French authorities confirmed on Thursday that the extradition to Belgium of Mehdi Nemmouche, who is suspected of killing four people at the Jewish Museum in Brussels in late May, will be determined on June 26.

“I am not opposed to being handed over to the Belgium authorities as long as Belgium can guarantee me that it won’t extradite me to a third country,” said Nemmouche, 29, during a 45-minute court hearing in Versailles, France.

According to his lawyer Apolin Pepiezep, Nemmouche is concerned that Belgium will transfer him to a third country once on Belgian soil. The shooting spree on May 24 saw the killing of two Israelis and a retired French woman. A young Belgian museum employee died of his injuries a week after the event.

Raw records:
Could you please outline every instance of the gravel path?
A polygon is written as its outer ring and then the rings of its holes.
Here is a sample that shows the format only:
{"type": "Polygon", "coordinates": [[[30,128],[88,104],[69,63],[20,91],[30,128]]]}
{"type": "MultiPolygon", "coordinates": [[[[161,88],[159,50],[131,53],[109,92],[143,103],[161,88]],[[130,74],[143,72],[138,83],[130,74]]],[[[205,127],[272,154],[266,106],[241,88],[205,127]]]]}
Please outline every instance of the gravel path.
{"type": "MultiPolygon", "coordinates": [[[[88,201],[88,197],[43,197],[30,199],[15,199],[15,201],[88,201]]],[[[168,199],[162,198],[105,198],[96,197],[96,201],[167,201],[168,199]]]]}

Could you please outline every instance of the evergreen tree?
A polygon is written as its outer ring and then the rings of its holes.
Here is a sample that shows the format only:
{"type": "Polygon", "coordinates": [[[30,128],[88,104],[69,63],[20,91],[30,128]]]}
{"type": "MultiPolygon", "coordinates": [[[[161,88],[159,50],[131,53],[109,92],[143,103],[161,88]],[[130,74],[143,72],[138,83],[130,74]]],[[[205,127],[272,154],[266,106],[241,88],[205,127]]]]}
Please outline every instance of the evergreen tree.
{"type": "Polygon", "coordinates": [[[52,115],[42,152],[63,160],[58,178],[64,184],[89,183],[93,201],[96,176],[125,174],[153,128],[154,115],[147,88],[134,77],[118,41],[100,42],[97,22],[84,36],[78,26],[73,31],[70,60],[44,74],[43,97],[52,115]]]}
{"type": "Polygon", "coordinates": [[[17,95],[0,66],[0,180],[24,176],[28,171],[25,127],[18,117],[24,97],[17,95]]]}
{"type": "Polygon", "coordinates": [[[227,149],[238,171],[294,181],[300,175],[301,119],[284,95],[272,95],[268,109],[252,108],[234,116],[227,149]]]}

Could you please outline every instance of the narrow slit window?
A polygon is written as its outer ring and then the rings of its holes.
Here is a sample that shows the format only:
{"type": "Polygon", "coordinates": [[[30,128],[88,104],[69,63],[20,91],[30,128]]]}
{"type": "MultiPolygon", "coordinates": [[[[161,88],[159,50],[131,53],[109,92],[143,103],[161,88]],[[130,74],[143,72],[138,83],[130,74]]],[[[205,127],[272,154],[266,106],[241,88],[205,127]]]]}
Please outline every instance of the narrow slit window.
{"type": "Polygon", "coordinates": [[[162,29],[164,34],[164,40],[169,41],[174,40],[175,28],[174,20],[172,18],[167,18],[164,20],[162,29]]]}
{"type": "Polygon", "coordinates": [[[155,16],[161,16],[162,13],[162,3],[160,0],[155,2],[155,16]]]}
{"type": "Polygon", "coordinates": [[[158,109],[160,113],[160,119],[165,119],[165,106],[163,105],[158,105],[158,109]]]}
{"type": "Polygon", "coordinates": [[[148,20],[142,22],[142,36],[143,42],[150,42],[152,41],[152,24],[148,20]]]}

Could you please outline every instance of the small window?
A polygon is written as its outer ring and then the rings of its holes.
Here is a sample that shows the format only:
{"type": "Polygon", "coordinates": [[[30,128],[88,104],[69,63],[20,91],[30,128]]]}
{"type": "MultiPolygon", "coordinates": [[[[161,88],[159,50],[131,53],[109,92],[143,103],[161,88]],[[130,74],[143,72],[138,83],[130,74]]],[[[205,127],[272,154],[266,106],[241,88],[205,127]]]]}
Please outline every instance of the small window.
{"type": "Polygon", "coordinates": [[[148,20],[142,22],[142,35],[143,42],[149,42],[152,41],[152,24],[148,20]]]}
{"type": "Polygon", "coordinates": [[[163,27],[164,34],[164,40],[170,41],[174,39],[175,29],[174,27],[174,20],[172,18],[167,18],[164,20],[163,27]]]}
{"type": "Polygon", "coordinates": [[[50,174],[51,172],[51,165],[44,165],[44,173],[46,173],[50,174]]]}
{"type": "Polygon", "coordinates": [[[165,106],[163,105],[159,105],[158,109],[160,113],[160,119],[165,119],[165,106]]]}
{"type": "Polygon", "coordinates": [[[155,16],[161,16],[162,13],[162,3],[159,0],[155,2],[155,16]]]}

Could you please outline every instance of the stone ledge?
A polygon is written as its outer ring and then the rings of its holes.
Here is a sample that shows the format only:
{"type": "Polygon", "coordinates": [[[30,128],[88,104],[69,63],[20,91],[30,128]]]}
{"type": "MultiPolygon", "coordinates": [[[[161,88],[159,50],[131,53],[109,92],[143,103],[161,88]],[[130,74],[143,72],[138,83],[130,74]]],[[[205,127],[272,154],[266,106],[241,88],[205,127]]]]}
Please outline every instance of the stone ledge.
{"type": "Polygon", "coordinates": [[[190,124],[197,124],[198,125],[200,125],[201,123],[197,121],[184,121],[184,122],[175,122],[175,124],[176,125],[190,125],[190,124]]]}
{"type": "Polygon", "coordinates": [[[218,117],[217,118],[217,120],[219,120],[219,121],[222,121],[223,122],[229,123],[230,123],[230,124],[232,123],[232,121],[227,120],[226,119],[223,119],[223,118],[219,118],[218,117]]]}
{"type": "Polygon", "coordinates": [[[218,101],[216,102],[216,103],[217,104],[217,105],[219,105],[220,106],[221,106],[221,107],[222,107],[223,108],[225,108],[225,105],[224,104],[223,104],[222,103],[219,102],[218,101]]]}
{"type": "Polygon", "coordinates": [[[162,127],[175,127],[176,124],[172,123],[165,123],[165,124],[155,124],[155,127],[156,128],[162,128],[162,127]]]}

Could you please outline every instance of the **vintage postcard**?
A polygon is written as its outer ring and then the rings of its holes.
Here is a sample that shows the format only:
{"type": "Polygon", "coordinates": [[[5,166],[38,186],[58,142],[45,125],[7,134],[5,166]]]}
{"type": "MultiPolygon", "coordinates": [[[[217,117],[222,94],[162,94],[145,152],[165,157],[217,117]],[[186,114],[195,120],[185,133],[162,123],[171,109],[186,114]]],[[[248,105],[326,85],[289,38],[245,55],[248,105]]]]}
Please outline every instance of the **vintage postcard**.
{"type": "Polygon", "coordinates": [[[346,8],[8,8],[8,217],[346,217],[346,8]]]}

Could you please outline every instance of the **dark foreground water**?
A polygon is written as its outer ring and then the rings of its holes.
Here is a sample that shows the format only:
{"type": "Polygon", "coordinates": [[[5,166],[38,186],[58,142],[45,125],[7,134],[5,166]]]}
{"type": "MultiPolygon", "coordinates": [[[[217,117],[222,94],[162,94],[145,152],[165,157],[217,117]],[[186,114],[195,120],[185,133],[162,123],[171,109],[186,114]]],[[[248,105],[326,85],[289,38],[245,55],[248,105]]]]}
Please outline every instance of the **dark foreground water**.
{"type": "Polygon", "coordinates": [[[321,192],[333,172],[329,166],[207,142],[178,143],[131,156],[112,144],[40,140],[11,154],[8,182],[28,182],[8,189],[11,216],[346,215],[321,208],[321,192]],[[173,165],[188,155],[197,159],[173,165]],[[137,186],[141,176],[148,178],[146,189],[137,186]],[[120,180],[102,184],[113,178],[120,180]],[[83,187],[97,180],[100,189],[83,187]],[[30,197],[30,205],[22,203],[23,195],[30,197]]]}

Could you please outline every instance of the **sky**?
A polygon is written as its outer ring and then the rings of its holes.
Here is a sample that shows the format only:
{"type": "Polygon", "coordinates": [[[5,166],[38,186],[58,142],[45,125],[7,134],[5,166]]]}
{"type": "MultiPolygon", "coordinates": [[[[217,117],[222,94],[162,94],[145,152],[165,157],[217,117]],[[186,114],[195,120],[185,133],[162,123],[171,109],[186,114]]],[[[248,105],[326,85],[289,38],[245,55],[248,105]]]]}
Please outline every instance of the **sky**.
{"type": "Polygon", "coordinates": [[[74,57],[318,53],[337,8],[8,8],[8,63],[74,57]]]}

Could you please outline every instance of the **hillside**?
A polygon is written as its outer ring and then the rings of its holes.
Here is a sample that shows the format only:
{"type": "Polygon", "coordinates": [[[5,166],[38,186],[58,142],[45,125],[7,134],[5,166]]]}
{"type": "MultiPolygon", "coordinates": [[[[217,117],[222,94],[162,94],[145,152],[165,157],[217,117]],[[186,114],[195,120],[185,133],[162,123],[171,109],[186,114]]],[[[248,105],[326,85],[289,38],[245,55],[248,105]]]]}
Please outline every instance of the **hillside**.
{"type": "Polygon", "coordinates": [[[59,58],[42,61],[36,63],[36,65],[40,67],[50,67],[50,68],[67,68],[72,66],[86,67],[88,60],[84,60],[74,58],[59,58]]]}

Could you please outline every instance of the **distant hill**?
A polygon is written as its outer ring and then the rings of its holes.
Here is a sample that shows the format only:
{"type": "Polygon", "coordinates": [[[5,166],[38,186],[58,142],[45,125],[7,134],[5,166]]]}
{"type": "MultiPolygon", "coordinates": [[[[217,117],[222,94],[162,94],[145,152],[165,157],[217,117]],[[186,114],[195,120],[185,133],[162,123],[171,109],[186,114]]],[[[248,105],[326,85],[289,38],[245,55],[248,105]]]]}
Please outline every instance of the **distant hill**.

#### WHAT YOU NEED TO DO:
1. In the entries, update everything from the first line down to the line containing "Please outline every instance of the gravel path." by changing "gravel path" to "stone walkway", with nothing else altered.
2. Take the report on the extradition hearing for the Brussels Jewish Museum shooting suspect further, picking up after its last sentence.
The news text and the entries have no connection to each other.

#### ANSWER SET:
1.
Could you please outline every instance of the stone walkway?
A polygon is written as its outer ring and then the rings of its holes.
Here is a sample that shows the format only:
{"type": "Polygon", "coordinates": [[[30,128],[88,104],[69,63],[20,91],[30,128]]]}
{"type": "MultiPolygon", "coordinates": [[[[161,88],[159,50],[131,53],[109,92],[143,103],[161,88]],[[130,74],[143,72],[138,83],[130,74]]],[[[205,127],[272,154],[266,106],[241,88],[205,127]]]]}
Please outline every instance of the stone walkway.

2.
Until the hearing, the suspect, who was arrested in Marseille on May 30, on a coach from Brussels in possession of firearms similar to those used in the shooting, had said he was firmly opposed to being extradited to Belgium.

“My client is French. He was arrested in France and one of the victims is French,” said Pepiezep at the hearing, claiming that his client would still prefer to be tried in a French court.

After a five-year jail sentence for multiple offences, the suspect spent over a year fighting in Syria within the ranks of the Islamic State in Iraq and the Levant (ISIS).